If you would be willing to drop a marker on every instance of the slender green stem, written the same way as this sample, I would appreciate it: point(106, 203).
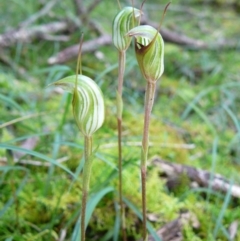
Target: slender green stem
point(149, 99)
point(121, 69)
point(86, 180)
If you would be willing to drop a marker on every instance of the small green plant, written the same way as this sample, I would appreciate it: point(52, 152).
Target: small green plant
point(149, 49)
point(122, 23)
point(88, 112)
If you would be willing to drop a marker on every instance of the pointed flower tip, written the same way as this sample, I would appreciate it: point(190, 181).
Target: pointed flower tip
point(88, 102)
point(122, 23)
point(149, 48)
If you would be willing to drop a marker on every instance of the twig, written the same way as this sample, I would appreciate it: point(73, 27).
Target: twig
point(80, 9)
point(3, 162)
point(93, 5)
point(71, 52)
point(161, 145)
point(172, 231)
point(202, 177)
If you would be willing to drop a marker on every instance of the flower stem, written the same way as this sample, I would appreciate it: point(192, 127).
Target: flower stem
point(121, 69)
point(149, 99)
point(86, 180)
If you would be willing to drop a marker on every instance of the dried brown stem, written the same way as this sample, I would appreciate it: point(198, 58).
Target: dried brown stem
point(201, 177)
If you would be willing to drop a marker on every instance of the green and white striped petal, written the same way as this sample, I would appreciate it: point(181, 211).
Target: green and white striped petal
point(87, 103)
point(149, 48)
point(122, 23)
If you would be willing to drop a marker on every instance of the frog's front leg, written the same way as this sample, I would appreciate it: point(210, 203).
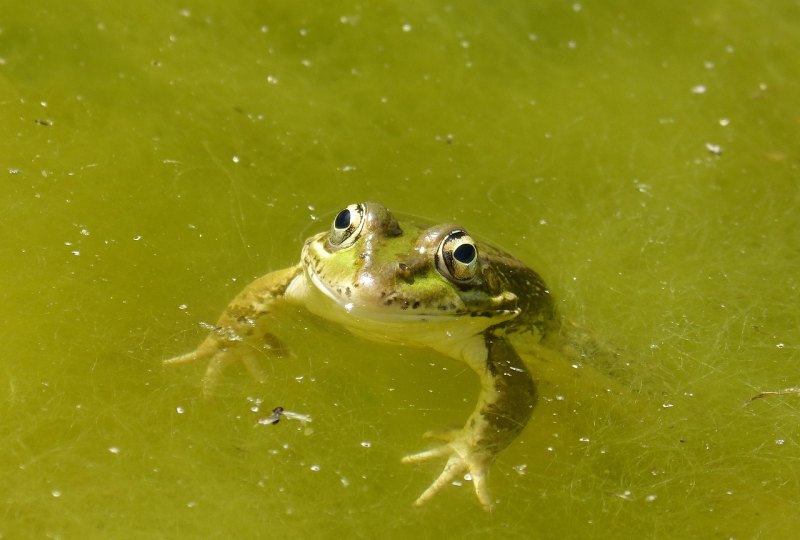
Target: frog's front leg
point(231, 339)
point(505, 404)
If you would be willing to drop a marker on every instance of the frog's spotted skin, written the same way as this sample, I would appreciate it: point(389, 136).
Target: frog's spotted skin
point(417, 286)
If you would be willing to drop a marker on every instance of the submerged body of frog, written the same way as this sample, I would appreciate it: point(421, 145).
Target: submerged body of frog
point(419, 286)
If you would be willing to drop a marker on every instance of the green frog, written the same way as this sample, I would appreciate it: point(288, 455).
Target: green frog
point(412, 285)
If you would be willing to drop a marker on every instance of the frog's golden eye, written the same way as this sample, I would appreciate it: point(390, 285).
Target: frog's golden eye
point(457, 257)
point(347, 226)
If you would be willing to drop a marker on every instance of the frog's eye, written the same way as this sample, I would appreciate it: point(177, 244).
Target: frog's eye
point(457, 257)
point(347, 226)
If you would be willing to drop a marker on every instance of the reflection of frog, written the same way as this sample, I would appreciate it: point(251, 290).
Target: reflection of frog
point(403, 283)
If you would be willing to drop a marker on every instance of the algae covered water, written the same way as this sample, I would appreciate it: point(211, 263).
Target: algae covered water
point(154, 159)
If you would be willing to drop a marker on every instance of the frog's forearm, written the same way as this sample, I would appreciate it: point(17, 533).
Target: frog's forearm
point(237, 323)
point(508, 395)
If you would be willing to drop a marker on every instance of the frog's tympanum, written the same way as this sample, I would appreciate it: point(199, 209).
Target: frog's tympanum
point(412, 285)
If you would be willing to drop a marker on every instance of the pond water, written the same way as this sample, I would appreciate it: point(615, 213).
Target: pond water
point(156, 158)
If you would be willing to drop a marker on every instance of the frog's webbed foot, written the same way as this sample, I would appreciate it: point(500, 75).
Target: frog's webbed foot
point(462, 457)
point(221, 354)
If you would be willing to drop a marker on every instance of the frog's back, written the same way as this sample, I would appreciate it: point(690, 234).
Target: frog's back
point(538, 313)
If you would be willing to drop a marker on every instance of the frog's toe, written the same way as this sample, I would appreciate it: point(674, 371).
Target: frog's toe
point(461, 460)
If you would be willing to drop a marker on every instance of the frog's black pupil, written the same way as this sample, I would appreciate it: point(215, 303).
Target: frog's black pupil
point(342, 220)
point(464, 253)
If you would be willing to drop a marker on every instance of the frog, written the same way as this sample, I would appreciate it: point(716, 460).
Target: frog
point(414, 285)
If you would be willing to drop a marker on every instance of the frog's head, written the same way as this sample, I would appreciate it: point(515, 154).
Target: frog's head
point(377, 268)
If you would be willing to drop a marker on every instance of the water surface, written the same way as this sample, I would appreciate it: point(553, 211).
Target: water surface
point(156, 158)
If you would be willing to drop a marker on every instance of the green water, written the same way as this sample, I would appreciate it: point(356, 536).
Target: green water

---

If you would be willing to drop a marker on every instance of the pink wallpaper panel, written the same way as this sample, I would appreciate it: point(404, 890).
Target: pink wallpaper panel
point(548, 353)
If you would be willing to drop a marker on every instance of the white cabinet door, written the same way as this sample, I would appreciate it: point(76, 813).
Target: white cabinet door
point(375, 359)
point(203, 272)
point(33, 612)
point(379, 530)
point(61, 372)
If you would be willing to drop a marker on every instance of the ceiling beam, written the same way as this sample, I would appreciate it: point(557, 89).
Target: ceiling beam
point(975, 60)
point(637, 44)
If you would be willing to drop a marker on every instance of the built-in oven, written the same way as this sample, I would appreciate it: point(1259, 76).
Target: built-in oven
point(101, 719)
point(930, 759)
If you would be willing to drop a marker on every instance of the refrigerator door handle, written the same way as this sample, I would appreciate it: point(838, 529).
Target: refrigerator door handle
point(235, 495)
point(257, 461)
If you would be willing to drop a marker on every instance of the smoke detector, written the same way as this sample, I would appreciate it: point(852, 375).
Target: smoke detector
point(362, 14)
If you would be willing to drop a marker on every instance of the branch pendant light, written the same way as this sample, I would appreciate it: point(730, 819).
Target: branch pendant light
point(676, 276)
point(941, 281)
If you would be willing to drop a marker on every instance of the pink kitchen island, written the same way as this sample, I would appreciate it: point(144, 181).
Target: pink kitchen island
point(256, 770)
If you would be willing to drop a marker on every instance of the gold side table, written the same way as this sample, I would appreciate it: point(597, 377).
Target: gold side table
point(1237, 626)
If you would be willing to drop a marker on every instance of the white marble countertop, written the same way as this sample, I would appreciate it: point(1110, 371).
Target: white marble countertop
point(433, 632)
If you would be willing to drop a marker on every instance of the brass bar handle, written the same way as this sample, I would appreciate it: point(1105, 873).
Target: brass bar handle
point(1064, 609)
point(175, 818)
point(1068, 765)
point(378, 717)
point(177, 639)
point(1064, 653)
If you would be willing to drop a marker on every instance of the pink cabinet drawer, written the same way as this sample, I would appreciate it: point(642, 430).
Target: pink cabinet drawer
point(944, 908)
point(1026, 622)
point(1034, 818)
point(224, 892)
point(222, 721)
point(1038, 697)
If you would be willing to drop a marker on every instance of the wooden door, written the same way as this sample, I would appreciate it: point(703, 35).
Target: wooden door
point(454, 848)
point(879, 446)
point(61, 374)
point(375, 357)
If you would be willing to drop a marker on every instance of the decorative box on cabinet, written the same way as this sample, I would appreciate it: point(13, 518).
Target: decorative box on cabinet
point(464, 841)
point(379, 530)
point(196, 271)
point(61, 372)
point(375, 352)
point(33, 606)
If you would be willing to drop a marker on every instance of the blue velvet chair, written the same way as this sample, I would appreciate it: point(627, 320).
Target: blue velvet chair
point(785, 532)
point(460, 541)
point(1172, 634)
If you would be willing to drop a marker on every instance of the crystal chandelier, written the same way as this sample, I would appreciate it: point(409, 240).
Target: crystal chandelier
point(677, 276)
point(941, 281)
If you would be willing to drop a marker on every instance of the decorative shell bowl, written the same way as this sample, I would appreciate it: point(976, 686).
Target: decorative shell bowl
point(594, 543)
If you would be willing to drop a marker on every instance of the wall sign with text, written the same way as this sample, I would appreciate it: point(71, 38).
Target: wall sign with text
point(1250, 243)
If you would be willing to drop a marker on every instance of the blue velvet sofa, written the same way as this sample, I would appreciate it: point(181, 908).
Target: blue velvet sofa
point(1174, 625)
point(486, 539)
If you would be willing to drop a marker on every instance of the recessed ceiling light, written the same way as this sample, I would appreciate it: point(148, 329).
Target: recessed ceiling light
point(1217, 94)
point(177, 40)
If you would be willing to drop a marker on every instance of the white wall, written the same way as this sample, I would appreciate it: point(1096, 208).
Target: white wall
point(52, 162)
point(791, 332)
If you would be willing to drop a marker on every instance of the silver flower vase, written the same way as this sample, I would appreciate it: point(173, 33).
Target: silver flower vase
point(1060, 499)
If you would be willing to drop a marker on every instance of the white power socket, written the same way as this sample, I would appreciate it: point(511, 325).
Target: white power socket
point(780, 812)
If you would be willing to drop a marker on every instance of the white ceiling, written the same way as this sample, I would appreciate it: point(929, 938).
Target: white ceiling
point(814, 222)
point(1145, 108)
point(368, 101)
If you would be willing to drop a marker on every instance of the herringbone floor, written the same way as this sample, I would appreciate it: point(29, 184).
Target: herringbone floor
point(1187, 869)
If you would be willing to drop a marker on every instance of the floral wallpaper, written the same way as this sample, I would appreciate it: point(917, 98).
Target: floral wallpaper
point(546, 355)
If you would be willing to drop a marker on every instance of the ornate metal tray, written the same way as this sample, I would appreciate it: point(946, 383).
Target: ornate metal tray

...

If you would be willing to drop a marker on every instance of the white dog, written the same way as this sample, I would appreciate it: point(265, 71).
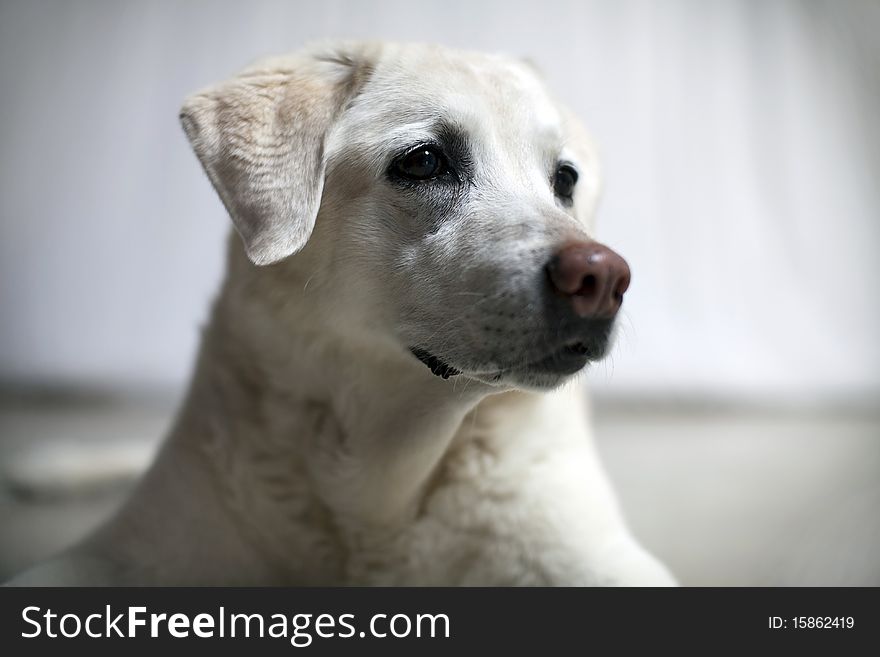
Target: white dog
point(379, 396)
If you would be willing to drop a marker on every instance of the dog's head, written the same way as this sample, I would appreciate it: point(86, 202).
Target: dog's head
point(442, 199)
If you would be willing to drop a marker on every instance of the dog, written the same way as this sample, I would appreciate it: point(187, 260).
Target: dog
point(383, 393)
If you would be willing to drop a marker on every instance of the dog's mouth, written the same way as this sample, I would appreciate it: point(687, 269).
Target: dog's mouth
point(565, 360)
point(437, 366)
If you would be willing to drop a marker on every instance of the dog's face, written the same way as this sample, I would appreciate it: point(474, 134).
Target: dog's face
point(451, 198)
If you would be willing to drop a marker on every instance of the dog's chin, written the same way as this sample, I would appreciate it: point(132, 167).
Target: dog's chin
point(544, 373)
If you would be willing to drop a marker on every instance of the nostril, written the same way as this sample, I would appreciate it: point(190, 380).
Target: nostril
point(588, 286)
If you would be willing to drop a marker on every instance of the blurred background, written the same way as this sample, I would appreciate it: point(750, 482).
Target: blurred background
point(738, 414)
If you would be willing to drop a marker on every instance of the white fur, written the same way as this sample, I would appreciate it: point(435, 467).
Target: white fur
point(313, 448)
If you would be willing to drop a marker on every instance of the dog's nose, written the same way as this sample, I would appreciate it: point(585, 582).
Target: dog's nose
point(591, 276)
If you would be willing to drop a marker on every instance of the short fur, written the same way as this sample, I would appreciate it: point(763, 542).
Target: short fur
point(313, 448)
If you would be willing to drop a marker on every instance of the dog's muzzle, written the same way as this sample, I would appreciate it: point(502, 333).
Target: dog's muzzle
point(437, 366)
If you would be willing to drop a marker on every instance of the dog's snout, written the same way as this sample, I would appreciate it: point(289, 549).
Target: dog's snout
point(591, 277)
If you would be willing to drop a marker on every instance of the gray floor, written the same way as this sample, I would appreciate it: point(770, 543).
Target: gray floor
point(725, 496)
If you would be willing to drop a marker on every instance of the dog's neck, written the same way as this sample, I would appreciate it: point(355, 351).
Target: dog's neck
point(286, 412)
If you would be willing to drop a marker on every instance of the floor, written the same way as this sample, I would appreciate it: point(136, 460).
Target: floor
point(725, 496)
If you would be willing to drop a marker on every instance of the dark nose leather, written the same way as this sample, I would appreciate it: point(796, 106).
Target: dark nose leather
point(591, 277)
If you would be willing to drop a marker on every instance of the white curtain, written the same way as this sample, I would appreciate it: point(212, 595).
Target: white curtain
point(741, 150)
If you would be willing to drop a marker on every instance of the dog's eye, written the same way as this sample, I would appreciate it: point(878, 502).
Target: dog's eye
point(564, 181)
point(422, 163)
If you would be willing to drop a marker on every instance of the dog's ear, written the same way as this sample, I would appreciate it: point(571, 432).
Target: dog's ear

WHAT YOU SHOULD DO = Go through the records above and copy each line where "tray" is found.

EXPECTED ANSWER =
If you would be willing to drop a marker on every instance of the ornate metal tray, written the same way as this sample, I would appreciate it: point(946, 383).
Target: ornate metal tray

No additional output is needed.